EXERCISE DIRECTIONS:
Display each line of the items below that contains the word "stack".

RECORDS SUPPLIED:
## Start

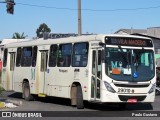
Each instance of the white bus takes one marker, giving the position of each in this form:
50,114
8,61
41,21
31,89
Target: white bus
94,68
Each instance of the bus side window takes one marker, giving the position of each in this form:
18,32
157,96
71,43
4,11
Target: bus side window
34,56
53,55
18,59
5,57
26,57
80,55
64,55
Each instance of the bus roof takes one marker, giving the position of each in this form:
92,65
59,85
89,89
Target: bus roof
83,38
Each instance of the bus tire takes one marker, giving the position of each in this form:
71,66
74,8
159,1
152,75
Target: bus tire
80,104
26,92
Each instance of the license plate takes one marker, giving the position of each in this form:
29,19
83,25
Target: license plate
132,101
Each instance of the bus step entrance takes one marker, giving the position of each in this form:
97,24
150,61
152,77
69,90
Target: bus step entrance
41,95
157,90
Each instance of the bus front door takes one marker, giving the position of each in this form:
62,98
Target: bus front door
43,72
10,81
96,75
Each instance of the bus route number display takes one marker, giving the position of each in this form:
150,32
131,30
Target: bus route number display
128,42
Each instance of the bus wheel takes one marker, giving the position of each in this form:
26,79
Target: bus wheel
26,92
80,104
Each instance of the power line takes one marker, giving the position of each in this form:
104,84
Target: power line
93,10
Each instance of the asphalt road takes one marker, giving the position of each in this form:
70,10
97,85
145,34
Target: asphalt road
59,104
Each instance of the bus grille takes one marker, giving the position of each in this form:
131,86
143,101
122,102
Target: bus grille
132,85
125,98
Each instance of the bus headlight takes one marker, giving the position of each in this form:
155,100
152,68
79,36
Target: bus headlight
152,88
109,87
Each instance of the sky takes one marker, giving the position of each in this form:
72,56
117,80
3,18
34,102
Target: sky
98,16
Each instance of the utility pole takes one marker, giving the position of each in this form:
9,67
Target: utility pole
79,18
9,6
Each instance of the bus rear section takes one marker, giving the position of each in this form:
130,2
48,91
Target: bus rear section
128,70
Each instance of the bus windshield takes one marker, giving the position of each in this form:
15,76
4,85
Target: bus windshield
133,65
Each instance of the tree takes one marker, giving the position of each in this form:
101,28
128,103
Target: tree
42,29
17,35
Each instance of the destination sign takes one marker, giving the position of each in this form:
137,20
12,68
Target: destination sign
128,42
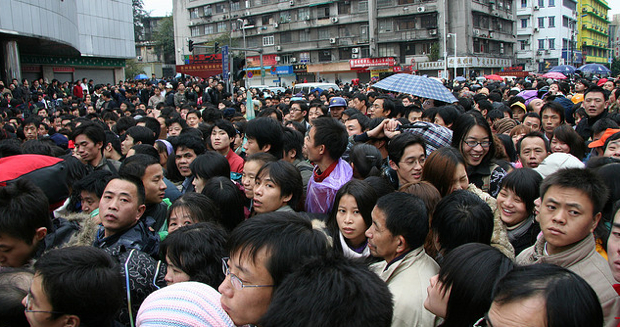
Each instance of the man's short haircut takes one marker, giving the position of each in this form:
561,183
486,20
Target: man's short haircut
317,293
23,209
569,299
288,239
396,147
405,215
332,134
84,281
597,89
189,142
136,165
555,107
533,134
462,217
141,134
266,130
287,177
583,180
293,140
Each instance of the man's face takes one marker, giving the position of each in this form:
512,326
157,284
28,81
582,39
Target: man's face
353,127
594,103
119,209
376,110
550,120
183,158
87,149
566,217
15,252
381,242
533,152
409,168
532,122
247,305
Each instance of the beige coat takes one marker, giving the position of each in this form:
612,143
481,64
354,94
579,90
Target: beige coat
408,279
583,260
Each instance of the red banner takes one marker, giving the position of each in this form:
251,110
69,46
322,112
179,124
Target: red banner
372,62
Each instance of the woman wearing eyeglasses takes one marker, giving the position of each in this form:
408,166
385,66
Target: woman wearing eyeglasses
473,138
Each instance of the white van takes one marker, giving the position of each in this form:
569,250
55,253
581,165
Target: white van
305,88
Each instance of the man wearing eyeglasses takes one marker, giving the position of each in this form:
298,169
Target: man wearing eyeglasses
263,251
74,286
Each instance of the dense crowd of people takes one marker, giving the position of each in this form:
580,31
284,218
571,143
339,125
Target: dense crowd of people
177,203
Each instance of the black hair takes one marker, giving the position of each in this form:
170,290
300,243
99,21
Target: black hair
82,281
583,180
141,134
197,250
461,217
569,300
228,198
332,134
330,292
470,272
286,176
525,183
136,165
288,239
210,164
266,131
396,147
23,209
366,160
405,215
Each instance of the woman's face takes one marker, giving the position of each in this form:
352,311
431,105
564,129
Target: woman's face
558,146
474,155
350,221
511,208
437,299
179,216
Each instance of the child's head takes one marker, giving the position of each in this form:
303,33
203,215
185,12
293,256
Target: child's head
191,208
194,253
351,213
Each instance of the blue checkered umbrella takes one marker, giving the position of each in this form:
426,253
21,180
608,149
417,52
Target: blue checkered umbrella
416,85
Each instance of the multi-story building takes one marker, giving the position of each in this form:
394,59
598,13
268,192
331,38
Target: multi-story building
594,31
342,40
66,40
547,34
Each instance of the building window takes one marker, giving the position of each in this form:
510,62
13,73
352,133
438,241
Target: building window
195,30
303,14
193,13
268,40
362,6
322,12
323,33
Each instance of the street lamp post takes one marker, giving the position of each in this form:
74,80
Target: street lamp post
453,35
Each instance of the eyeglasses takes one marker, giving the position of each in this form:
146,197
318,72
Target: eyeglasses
234,280
473,143
29,306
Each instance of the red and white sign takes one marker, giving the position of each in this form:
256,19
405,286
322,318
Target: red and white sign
372,62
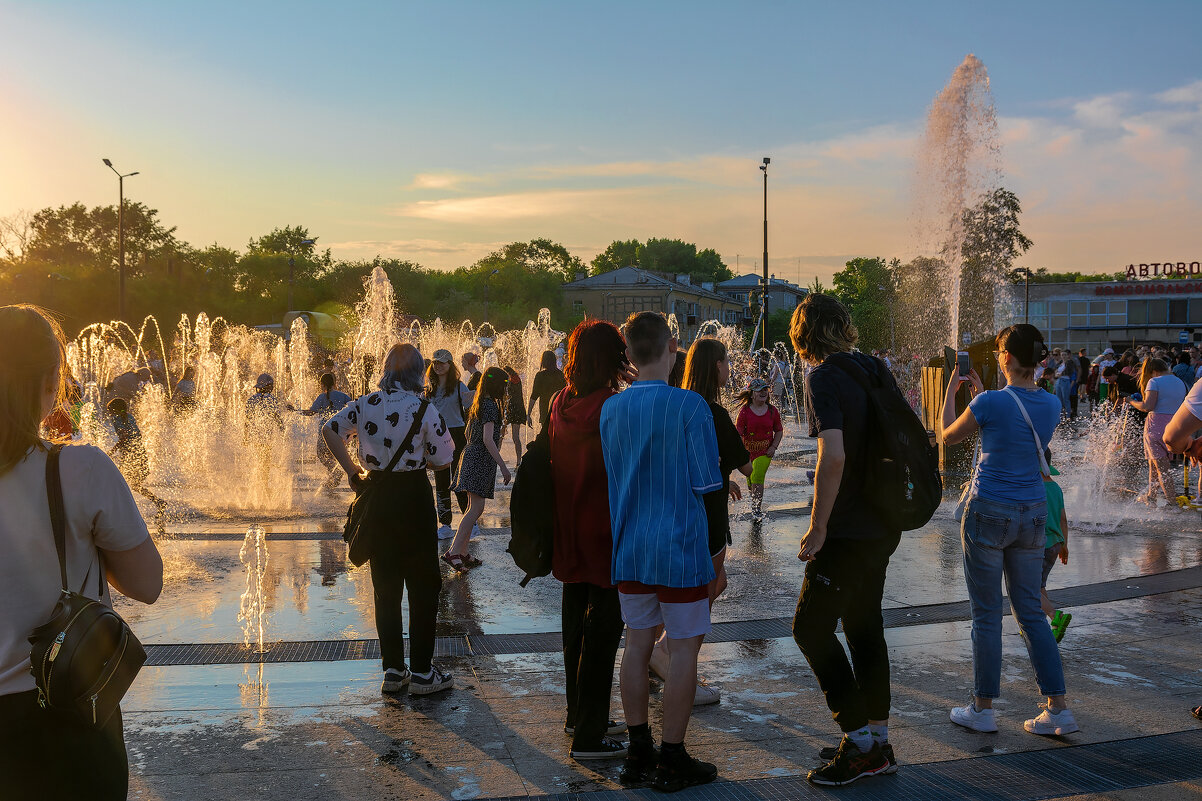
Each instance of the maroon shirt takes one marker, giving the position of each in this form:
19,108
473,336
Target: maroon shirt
583,539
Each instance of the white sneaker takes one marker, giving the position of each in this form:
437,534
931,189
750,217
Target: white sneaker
1052,723
973,718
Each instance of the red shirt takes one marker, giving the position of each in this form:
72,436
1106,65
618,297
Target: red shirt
583,538
757,431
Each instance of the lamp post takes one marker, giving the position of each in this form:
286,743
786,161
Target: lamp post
763,167
120,235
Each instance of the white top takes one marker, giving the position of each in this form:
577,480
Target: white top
100,512
381,420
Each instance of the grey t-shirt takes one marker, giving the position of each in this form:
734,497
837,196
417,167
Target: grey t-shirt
100,512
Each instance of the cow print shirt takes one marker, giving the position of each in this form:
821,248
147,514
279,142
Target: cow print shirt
381,420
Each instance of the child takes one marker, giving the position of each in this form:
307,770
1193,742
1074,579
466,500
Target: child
131,454
1057,546
759,423
660,456
476,474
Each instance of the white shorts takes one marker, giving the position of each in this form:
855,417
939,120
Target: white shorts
680,612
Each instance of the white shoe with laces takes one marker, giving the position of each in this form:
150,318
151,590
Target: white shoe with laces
974,718
1049,723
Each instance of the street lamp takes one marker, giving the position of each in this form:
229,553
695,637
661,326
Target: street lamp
120,235
763,167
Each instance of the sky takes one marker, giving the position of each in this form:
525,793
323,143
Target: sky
439,131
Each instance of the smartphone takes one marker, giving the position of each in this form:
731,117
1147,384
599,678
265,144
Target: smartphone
962,362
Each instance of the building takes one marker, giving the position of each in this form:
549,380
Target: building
745,289
616,295
1107,314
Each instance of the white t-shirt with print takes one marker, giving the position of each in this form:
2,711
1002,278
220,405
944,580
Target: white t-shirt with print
380,421
100,512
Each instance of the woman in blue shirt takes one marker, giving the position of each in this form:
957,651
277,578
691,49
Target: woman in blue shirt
1162,396
1003,529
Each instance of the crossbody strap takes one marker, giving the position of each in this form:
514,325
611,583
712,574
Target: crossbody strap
1039,444
409,438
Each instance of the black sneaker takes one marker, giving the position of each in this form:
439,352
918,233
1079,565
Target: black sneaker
640,765
831,752
679,770
608,748
849,764
611,728
435,683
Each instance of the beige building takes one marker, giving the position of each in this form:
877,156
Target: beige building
616,295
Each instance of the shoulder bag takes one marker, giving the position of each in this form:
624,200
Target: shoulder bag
355,533
85,657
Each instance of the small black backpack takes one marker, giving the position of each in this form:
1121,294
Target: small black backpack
902,470
531,510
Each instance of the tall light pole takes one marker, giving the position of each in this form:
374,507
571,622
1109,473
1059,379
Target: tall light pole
763,167
120,235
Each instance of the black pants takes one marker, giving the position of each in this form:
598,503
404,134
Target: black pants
846,581
442,479
591,624
48,755
405,556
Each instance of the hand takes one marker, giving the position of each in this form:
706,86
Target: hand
811,543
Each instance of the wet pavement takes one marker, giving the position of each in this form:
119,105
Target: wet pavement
322,730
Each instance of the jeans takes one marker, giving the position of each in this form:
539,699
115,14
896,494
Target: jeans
1007,539
846,581
48,754
405,556
442,479
1064,391
591,624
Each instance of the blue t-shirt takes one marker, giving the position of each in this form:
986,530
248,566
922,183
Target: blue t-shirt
1010,466
660,456
1170,393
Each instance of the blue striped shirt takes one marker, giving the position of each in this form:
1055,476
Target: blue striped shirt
660,456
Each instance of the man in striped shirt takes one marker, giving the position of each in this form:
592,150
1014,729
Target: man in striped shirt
661,456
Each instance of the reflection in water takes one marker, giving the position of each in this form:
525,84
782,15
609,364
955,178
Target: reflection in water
253,611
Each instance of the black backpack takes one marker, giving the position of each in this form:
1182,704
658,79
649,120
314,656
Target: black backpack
902,469
531,510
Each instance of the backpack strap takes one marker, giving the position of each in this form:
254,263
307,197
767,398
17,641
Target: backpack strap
58,516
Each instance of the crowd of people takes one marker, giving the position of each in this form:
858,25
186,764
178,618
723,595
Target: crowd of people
642,451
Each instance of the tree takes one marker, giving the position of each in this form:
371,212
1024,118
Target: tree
619,254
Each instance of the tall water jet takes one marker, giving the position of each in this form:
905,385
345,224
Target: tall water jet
958,164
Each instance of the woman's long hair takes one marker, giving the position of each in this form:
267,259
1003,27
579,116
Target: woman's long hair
1150,367
448,385
493,383
701,367
33,352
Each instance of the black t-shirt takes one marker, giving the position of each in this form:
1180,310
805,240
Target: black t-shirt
731,455
835,402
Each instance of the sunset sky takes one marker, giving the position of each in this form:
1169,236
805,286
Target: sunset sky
438,131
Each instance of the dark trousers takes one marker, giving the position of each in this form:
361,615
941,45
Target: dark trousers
405,557
46,754
442,479
846,582
591,624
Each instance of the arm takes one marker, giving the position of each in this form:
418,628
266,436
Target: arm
827,478
136,573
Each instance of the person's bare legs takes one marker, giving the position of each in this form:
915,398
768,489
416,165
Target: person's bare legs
475,509
635,687
679,687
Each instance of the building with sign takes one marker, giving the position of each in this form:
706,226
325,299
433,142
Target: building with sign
1107,314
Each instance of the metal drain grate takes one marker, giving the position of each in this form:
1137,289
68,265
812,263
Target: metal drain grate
222,653
1030,776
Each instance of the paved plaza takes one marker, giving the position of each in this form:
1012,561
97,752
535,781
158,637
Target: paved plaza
209,718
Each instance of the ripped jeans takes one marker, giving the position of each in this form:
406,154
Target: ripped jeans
1007,539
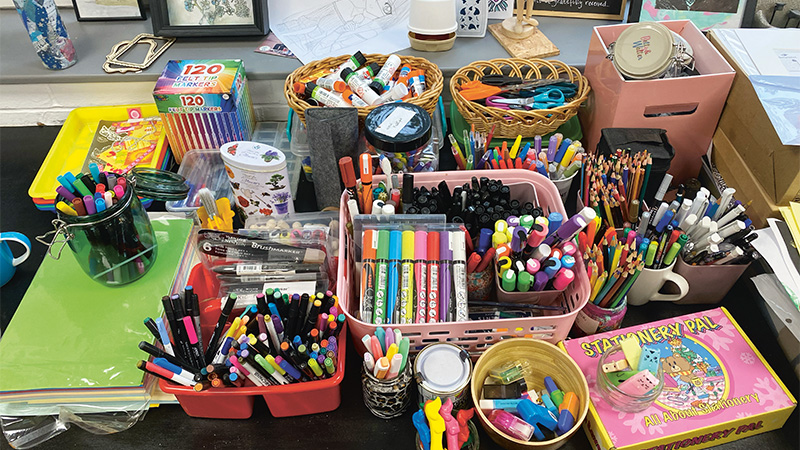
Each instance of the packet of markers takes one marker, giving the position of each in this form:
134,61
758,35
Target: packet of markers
358,82
282,339
560,160
626,237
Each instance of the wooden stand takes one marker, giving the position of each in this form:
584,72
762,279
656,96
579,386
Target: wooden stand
534,46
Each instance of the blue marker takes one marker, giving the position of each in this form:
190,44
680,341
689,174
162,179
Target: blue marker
395,252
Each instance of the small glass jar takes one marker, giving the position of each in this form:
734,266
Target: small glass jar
622,401
402,133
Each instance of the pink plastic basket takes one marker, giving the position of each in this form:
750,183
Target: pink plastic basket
474,336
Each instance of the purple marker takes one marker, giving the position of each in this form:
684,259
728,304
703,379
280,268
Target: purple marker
445,277
540,281
65,193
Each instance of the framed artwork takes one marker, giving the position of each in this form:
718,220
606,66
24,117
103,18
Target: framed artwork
201,18
705,14
102,10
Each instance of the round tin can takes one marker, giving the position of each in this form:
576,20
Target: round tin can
258,177
650,50
443,370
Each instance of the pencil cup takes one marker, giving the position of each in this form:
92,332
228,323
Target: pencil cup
479,284
651,281
616,398
594,319
708,284
387,399
114,247
473,443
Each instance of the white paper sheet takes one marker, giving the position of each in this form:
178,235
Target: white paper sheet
317,29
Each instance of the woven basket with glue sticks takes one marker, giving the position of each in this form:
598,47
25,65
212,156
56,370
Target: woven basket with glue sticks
434,82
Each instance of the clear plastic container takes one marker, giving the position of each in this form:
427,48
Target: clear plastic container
115,246
201,168
616,398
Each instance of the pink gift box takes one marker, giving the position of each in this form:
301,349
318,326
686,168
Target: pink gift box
618,103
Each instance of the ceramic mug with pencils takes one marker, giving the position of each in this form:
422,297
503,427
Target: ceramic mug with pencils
650,281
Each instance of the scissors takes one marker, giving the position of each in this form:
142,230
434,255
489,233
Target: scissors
546,100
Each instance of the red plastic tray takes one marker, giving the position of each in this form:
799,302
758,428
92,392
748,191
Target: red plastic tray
295,399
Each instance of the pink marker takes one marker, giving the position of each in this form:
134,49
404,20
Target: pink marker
563,279
452,428
421,275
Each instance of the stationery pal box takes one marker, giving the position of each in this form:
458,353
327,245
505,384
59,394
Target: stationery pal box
204,104
718,388
687,107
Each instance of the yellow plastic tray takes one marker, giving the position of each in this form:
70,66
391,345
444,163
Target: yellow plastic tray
72,145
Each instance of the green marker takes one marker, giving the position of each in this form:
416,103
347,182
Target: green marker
509,280
524,282
651,253
382,277
404,343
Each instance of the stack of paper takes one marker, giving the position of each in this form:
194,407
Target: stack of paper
74,341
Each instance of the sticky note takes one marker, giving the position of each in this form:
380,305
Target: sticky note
633,351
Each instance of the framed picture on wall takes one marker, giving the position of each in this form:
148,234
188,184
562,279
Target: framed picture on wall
102,10
212,18
705,14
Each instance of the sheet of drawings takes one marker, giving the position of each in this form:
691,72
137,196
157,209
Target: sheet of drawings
316,29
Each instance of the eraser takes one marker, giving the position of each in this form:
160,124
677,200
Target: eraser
639,384
633,351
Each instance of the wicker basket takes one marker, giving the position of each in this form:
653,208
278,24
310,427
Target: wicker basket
510,123
434,82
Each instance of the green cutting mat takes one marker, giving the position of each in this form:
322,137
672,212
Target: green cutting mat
72,332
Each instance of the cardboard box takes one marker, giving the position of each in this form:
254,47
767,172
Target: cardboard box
718,388
737,175
698,100
204,104
748,127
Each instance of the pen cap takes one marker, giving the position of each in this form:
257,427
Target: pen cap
433,245
370,244
421,245
445,251
459,245
408,244
383,244
347,170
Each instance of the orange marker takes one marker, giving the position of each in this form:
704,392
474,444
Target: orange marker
365,170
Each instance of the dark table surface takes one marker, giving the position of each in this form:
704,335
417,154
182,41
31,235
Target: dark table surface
351,426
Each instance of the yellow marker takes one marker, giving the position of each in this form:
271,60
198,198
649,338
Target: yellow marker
515,147
391,351
633,351
436,422
66,209
407,279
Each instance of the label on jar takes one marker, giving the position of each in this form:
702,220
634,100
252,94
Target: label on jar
395,122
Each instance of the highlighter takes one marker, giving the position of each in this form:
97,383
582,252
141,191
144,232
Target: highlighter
392,291
407,278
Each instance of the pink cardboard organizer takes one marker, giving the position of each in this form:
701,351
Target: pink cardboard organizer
619,103
474,336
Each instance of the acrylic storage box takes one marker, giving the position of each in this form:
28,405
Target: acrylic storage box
474,336
687,107
202,169
296,399
69,150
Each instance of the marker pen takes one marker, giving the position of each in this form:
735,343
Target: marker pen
458,245
407,278
421,275
433,277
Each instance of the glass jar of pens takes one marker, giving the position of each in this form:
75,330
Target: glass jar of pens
386,375
104,223
560,161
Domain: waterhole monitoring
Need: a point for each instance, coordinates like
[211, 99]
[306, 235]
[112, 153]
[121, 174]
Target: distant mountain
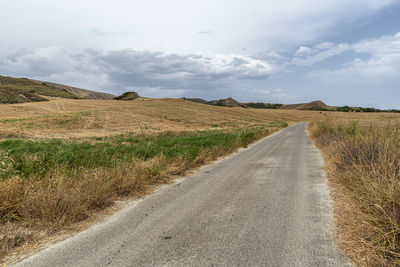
[81, 93]
[9, 95]
[227, 102]
[127, 96]
[314, 105]
[21, 90]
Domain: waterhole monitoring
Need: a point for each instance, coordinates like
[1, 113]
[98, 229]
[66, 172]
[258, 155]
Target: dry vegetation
[64, 159]
[64, 118]
[364, 168]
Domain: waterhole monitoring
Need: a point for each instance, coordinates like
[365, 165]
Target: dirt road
[267, 205]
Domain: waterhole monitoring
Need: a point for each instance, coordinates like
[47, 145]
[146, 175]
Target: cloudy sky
[344, 52]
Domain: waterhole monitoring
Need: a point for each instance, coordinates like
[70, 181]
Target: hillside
[10, 95]
[314, 105]
[21, 90]
[227, 102]
[127, 96]
[82, 93]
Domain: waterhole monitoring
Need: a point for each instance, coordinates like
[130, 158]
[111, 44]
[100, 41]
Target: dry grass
[36, 205]
[64, 118]
[364, 168]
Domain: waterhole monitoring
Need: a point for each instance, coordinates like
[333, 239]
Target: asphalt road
[267, 205]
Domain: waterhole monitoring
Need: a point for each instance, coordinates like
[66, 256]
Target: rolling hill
[314, 105]
[21, 90]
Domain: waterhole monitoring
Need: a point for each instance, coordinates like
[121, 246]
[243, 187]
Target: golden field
[65, 118]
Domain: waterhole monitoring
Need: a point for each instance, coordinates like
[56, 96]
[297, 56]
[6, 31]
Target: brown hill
[10, 95]
[81, 93]
[127, 96]
[21, 90]
[227, 102]
[197, 100]
[314, 105]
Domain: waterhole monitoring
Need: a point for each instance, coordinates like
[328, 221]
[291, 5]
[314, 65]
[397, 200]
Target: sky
[343, 52]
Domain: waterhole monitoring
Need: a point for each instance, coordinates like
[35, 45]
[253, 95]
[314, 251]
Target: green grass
[26, 158]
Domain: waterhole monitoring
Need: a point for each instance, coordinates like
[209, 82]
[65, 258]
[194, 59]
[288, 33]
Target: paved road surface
[268, 205]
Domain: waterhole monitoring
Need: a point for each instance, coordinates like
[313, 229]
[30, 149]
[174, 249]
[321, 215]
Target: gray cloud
[121, 69]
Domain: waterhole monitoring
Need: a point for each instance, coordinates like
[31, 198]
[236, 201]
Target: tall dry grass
[40, 204]
[364, 169]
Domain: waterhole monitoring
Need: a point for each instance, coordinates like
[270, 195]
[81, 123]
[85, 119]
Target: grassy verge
[364, 168]
[48, 185]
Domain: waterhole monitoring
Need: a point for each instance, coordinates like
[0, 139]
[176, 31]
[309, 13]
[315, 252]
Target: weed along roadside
[49, 185]
[364, 169]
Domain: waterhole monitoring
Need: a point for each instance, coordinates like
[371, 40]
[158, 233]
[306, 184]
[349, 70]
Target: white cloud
[305, 51]
[121, 69]
[173, 25]
[324, 45]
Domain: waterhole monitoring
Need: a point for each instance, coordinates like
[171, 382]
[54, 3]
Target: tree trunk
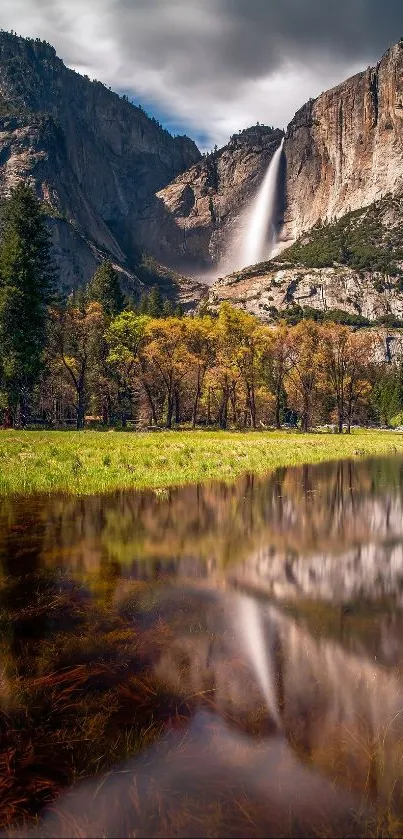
[223, 413]
[80, 409]
[170, 410]
[196, 402]
[8, 419]
[252, 405]
[177, 407]
[209, 407]
[150, 402]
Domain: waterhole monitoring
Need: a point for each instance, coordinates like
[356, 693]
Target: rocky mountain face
[95, 159]
[354, 266]
[342, 152]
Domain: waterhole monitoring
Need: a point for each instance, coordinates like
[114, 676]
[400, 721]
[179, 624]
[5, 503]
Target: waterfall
[260, 232]
[250, 627]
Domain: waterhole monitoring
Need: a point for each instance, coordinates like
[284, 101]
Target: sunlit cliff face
[253, 634]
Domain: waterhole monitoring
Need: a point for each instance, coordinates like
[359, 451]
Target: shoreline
[93, 462]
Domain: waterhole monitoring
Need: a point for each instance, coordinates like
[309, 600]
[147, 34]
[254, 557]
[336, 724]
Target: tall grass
[91, 462]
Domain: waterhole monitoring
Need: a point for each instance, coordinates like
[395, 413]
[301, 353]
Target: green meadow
[89, 462]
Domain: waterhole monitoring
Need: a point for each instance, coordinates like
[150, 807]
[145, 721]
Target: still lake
[212, 660]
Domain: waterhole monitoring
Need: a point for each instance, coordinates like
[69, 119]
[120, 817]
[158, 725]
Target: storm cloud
[213, 66]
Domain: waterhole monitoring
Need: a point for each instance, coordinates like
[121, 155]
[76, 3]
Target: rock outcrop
[266, 292]
[95, 159]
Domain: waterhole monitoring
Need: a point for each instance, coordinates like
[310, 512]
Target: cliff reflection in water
[157, 585]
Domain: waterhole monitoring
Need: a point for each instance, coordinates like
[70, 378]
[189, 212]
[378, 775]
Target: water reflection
[230, 654]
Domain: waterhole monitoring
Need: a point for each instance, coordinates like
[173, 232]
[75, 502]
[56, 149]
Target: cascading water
[260, 233]
[250, 626]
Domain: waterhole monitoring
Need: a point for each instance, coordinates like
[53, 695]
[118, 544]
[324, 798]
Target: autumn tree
[125, 337]
[346, 356]
[305, 378]
[276, 360]
[76, 336]
[167, 354]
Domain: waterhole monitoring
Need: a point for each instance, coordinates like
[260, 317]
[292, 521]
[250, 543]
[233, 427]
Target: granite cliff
[192, 219]
[94, 158]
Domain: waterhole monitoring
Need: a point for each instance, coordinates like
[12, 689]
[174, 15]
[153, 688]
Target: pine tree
[155, 303]
[26, 288]
[104, 288]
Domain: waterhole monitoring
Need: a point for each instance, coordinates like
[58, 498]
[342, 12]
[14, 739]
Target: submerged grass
[89, 462]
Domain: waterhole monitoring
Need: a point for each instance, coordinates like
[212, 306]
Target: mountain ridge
[93, 157]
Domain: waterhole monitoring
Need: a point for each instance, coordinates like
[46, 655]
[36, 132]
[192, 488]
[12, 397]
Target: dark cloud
[216, 65]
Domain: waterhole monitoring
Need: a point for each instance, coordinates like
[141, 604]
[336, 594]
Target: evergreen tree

## End

TASK RESULT:
Each instance of the stack of paper takes one marker, giving the position of each in this form:
Target: stack of paper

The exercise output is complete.